── ENTRIES PROVIDED

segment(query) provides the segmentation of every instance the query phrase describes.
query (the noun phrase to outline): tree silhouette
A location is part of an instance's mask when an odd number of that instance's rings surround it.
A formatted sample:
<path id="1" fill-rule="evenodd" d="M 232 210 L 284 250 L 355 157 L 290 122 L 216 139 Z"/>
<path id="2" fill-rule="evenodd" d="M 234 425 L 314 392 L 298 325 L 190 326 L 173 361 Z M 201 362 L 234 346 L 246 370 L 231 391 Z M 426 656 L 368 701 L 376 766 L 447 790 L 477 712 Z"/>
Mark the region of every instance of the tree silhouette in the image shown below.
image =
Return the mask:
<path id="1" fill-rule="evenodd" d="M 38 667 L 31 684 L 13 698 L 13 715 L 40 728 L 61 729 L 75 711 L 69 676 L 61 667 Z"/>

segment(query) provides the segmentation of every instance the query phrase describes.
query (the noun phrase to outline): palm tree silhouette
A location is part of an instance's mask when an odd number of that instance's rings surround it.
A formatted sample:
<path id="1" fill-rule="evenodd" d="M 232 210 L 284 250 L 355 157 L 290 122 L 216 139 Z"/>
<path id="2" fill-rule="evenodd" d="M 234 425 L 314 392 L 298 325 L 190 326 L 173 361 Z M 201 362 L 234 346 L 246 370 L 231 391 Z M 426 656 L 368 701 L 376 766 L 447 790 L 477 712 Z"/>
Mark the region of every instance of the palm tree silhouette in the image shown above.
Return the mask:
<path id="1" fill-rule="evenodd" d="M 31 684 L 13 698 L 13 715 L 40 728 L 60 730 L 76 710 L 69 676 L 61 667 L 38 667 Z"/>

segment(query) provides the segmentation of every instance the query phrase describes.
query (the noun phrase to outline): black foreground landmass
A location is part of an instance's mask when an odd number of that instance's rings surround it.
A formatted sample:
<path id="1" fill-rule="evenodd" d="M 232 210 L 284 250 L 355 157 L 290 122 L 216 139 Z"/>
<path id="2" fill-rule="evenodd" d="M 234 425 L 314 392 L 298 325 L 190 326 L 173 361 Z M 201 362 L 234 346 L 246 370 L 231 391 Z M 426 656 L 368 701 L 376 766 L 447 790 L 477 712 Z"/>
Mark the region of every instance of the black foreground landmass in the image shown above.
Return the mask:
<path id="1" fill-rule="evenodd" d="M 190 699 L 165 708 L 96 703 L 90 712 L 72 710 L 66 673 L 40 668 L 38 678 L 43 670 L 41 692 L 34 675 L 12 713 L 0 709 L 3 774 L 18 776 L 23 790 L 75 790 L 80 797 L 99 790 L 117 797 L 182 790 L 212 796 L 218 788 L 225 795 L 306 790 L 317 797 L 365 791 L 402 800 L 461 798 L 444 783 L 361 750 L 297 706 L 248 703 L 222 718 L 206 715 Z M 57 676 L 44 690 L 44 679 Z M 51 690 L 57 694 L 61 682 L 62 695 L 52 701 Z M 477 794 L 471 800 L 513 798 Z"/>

────

* _INSTRUCTIONS FOR THE TASK_: Please put every line of the records above into a numbered list, leaving out the blank lines.

* _TASK RESPONSE_:
1. segment(query) provides the segmentation of every instance the query phrase describes.
2. query (the noun phrase to outline): tree silhouette
3. A location is part of an instance's mask when an odd number of that instance's rings surround it.
4. A formatted sample:
5. <path id="1" fill-rule="evenodd" d="M 232 210 L 284 250 L 355 157 L 290 122 L 216 139 Z"/>
6. <path id="2" fill-rule="evenodd" d="M 234 425 L 314 392 L 298 325 L 190 326 L 173 361 Z M 201 362 L 234 346 L 246 370 L 231 391 Z M 426 656 L 368 701 L 376 766 L 447 790 L 477 712 Z"/>
7. Mark the region of every instance of the tree silhouette in the image shown below.
8. image =
9. Return the mask:
10. <path id="1" fill-rule="evenodd" d="M 38 667 L 31 684 L 13 698 L 13 715 L 40 728 L 61 729 L 75 711 L 69 676 L 61 667 Z"/>
11. segment(query) provides the segmentation of every instance the query phrase describes.
12. query (the noun phrase to outline): palm tree silhouette
13. A location is part of an instance's mask when an odd number of that instance's rings surround it.
14. A formatted sample:
15. <path id="1" fill-rule="evenodd" d="M 232 210 L 284 250 L 355 157 L 290 122 L 216 139 Z"/>
16. <path id="2" fill-rule="evenodd" d="M 234 425 L 314 392 L 298 325 L 190 326 L 173 361 Z M 201 362 L 234 346 L 246 370 L 231 391 Z M 426 656 L 368 701 L 376 766 L 447 790 L 477 712 Z"/>
17. Mark the region of every instance of the palm tree silhouette in the image shown above.
18. Return the mask:
19. <path id="1" fill-rule="evenodd" d="M 31 684 L 13 698 L 13 715 L 40 728 L 60 730 L 76 710 L 69 676 L 61 667 L 38 667 Z"/>
20. segment(query) provides the segmentation of every instance the query phrase describes.
21. query (the noun phrase to outline): black foreground landmass
22. A location is part of an instance's mask when an odd number of that instance's rings surround it.
23. A formatted sample:
24. <path id="1" fill-rule="evenodd" d="M 232 210 L 284 250 L 355 157 L 290 122 L 216 139 Z"/>
25. <path id="2" fill-rule="evenodd" d="M 234 425 L 314 392 L 298 325 L 190 326 L 173 361 Z M 201 362 L 234 346 L 246 370 L 231 391 Z M 426 656 L 368 701 L 376 766 L 447 790 L 477 712 Z"/>
26. Mark the region of every instance of the black foreground landmass in the image shown above.
27. Return the mask:
28. <path id="1" fill-rule="evenodd" d="M 190 699 L 165 708 L 96 703 L 90 712 L 72 710 L 66 673 L 40 668 L 38 678 L 43 670 L 41 692 L 34 675 L 12 713 L 0 709 L 3 774 L 18 776 L 23 790 L 75 790 L 80 797 L 99 790 L 117 797 L 182 790 L 212 796 L 218 788 L 225 795 L 306 790 L 317 797 L 365 791 L 402 800 L 461 798 L 444 783 L 361 750 L 297 706 L 248 703 L 222 718 L 206 715 Z M 57 676 L 44 690 L 44 679 Z M 51 690 L 57 694 L 61 682 L 62 695 L 52 701 Z M 477 794 L 471 800 L 513 798 Z"/>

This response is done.